Can you reproduce each of the rows below word for word, leaving nothing out?
**** Records for this exercise ****
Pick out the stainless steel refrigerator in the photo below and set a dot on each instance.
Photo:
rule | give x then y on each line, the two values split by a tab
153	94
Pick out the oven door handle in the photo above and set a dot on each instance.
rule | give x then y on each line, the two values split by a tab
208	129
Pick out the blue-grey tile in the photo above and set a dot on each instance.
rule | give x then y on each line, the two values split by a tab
****
● Result for this task
Pick out the stainless steel refrigerator in the photo below and set a dot on each instance.
Photo:
rule | give x then y on each line, the two values split by a tab
153	94
Pick out the oven door handle in the photo above and set a dot on each instance.
rule | give x then y on each line, the two values split by a tab
208	129
Pick out the blue-grey tile in the photo above and set a dot on each instance.
rule | give x then y on each line, the two values split by a tab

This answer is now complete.